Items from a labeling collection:
-=-=-
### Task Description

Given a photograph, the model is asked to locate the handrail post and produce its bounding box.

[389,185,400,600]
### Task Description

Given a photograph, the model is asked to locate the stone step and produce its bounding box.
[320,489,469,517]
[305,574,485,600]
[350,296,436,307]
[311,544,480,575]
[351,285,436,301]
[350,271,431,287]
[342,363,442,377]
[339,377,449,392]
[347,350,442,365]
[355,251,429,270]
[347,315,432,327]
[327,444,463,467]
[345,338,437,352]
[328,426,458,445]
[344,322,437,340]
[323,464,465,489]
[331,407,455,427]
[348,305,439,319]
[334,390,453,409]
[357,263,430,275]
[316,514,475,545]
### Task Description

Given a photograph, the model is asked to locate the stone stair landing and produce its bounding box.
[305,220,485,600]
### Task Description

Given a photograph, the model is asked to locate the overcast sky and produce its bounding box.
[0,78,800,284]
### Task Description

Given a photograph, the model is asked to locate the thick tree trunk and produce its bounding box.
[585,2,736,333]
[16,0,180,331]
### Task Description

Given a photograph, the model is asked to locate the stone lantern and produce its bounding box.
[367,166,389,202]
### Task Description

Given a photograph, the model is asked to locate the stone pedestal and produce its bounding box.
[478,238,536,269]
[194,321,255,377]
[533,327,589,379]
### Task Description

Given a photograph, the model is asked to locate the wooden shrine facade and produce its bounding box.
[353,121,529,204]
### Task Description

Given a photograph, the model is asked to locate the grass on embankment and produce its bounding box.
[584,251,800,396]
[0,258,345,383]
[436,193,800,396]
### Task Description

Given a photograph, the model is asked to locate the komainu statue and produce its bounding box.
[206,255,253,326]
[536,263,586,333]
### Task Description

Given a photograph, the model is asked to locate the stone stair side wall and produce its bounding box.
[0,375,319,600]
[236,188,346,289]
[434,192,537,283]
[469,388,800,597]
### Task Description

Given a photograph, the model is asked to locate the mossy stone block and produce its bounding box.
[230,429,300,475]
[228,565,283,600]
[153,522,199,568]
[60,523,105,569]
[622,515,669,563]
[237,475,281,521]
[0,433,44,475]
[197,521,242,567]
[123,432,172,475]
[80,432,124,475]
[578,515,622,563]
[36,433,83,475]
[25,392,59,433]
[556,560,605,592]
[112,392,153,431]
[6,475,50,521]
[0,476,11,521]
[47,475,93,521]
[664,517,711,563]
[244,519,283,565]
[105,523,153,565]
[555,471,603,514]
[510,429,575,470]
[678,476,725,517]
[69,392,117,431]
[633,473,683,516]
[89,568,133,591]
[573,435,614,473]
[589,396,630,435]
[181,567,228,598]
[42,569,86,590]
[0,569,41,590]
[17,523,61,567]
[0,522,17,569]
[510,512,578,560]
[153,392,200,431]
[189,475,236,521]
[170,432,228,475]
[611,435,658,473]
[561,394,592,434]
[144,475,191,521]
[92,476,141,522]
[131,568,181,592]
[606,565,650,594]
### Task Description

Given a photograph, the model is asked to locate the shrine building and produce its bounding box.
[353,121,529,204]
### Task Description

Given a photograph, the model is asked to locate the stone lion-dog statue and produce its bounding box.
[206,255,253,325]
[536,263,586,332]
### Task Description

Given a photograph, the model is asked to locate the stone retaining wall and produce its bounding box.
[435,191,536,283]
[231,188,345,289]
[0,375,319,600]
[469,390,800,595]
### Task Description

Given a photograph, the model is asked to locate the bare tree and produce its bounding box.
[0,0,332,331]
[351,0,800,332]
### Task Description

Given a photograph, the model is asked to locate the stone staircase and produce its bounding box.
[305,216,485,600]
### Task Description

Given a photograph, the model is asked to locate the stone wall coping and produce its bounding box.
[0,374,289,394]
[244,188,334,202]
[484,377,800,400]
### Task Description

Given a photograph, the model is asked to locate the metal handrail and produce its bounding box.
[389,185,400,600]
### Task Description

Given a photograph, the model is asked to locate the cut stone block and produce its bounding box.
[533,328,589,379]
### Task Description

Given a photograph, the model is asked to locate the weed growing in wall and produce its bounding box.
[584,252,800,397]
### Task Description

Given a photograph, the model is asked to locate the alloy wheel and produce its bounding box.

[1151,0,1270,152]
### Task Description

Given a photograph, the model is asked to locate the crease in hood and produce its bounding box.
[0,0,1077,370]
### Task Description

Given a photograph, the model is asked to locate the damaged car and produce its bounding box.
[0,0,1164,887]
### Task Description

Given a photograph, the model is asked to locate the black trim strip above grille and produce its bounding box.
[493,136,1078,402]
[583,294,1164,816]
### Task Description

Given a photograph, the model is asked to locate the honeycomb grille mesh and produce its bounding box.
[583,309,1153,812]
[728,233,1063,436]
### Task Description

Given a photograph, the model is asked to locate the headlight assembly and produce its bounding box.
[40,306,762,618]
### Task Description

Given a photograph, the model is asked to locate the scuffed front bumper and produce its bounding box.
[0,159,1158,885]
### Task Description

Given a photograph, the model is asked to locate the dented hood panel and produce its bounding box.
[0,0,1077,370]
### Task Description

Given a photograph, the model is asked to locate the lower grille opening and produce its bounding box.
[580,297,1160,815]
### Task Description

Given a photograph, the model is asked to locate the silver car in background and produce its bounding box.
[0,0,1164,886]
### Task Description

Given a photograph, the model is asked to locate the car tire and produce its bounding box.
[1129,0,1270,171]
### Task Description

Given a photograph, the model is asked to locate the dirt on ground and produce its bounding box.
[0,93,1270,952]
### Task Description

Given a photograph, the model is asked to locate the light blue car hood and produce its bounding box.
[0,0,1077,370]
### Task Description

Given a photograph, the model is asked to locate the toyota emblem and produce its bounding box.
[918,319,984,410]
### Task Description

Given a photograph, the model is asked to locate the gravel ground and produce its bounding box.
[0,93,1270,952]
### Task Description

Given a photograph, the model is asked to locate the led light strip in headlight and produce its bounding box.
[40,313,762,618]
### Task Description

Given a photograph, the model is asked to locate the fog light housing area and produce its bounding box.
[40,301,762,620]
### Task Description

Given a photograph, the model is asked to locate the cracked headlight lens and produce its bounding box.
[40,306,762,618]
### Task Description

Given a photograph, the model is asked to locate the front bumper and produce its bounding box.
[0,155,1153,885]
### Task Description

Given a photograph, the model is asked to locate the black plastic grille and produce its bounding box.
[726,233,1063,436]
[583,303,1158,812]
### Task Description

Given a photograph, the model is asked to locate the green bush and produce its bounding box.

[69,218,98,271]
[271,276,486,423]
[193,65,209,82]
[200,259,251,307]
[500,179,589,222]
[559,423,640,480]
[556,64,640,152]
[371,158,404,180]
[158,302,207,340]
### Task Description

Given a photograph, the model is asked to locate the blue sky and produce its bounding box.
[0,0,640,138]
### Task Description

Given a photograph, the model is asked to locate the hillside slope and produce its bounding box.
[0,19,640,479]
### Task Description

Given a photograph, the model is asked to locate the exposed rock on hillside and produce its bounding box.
-=-=-
Brief:
Can you pull out every line in the records above that contains the word "black"? Copy each of those lines in full.

Exercise output:
Given a photograph, the model is asked to locate the black trim strip above grille and produce its bounding box.
Given a photograph, the model is asked to locate the black plastic grille and produce its bounding box.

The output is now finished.